Le retrait des soldats français stationnés au Tchad depuis 55 ans s’est fait au pas de course, visiblement sous la pression des autorités tchadiennes. N'djamena avait, en effet, annoncé le 28 novembre 2024, la cessation de la coopération militaire avec la France, fixant au 31 janvier 2025 la date butoir du retrait du dernier militaire français de son territoire. Deux mois pour mettre fin à une coopération militaire vieille de 55 ans !

Dès février 2024,  Emmanuel Macron a missionné l’ancien secrétaire d’Etat à la Défense, Jean Marie Bockel, de lui proposer une nouvelle stratégie de coopération militaire avec l’Afrique. Chose faite en novembre 2024, avec une réforme reposant sur une "diminution de l’empreinte" militaire (effectifs, NDLR) tout en demeurant sur le continent "sur un temps long". 

Du reste, le coup d’État manqué le 7 décembre dernier au Bénin a permis de tester l'efficacité de cette nouvelle stratégie. Officiellement retirés de Côte d’Ivoire en janvier 2025, des éléments des forces spéciales françaises déployés à partir d’Abidjan, ont été décisifs dans l'échec de la tentative de putsch à Cotonou.

“Les forces spéciales françaises ont été envoyées depuis Abidjan pour mener des opérations de nettoyage après que l'armée béninoise eut fait le travail”, a souligné Dieudonné Djimon Tevoedjre, le commandant de la garde présidentielle béninoise lors d'un entretien téléphonique à l'AFP.

▶ TRAVAIL À FAIRE
1. Réécrivez sous forme de liste le paragraphe de l'extrait sur la présence militaire française en Afrique qui commence par « Dès février 2024 », en conservant ses faits principaux.
2. Rédigez la suite de l'extrait sur la présence militaire française en Afrique, en commençant après sa dernière phrase.

[Données extraites d'une collection]
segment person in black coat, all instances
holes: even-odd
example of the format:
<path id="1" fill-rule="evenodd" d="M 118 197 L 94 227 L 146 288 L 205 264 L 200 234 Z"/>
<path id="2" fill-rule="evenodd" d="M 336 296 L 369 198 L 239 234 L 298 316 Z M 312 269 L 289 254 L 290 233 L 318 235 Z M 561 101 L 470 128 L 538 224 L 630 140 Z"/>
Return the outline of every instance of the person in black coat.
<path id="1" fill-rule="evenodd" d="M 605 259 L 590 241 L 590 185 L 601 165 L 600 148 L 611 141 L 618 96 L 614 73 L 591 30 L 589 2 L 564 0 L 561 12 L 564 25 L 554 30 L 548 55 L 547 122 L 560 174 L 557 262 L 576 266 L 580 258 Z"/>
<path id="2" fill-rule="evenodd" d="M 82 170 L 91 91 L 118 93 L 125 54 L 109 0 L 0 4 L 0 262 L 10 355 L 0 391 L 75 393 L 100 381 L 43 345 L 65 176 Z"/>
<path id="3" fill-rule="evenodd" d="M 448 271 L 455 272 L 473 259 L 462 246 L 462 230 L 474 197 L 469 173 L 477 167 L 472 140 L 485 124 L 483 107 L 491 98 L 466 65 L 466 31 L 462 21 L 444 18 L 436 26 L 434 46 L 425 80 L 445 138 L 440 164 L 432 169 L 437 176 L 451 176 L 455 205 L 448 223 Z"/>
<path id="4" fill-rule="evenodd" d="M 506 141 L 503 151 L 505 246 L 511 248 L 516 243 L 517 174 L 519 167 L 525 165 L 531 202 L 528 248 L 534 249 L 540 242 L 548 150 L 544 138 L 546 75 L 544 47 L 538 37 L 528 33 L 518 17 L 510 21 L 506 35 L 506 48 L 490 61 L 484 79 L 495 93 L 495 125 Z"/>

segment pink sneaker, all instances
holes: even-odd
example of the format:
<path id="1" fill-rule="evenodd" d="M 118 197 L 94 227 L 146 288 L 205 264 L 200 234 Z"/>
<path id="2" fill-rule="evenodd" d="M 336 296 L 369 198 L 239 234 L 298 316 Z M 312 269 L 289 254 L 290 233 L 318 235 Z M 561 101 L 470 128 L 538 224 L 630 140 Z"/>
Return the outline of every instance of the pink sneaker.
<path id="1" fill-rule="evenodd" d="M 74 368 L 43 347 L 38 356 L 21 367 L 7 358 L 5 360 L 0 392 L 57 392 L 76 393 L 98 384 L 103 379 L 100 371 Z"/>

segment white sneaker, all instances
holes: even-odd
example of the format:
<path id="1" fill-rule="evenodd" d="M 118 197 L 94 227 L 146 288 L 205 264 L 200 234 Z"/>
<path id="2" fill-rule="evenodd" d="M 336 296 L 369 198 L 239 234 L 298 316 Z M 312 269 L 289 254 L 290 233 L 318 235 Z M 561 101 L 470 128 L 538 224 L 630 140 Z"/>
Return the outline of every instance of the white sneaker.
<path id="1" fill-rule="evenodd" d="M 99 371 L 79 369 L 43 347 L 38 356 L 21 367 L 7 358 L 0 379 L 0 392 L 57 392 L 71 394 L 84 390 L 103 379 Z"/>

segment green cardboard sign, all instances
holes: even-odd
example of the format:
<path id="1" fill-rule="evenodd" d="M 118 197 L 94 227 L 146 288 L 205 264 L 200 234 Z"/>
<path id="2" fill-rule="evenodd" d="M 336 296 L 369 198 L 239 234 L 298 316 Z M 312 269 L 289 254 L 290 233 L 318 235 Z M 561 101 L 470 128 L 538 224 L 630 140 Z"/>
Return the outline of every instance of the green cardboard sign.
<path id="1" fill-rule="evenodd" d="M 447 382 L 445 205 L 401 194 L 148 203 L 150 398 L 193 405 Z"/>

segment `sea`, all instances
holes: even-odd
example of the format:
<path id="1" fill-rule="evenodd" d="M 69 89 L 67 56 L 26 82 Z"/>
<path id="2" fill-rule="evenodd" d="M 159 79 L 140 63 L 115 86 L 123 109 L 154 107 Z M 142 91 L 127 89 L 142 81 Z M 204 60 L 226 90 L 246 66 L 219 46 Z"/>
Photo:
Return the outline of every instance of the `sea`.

▶ RÉPONSES ATTENDUES
1.
- En février 2024, Emmanuel Macron a chargé Jean Marie Bockel, ancien secrétaire d'État à la Défense, de lui proposer une nouvelle stratégie de coopération militaire avec l'Afrique.
- Cette stratégie a été livrée en novembre 2024.
- La réforme repose sur une « diminution de l'empreinte » militaire, c'est-à-dire des effectifs.
- La France entend malgré tout demeurer sur le continent « sur un temps long ».

2.
Peu après, un conseiller du président Emmanuel Macron a indiqué que la France avait fourni une aide “en matière de surveillance, d'observation et de soutien logistique” à l'armée, à la demande du gouvernement, sans confirmer ni infirmer la présence de troupes françaises.

S’adapter 

Il s’agit d’un exemple concret de la nouvelle orientation de la coopération militaire française en Afrique : présence discrète mais efficace comme l’expliquait Jean Marie Bockel à la Commission de la Défense nationale et des Forces armées de l'Assemblée nationale française. 

"Quand il y a eu la crise au Niger, soulignait-il, nous avons été capables d'installer sur Abidjan, 2 000 hommes en quelques heures. L’une des missions auprès des partenaires est d’avoir fait passer ce message".

Malgré les déconvenues au Sahel, la présence militaire française, bien que discrète, demeure effective. Ses points d’ancrage sont la Côte d’Ivoire, le Gabon et surtout Djibouti, de loin la plus grande base militaire française en Afrique.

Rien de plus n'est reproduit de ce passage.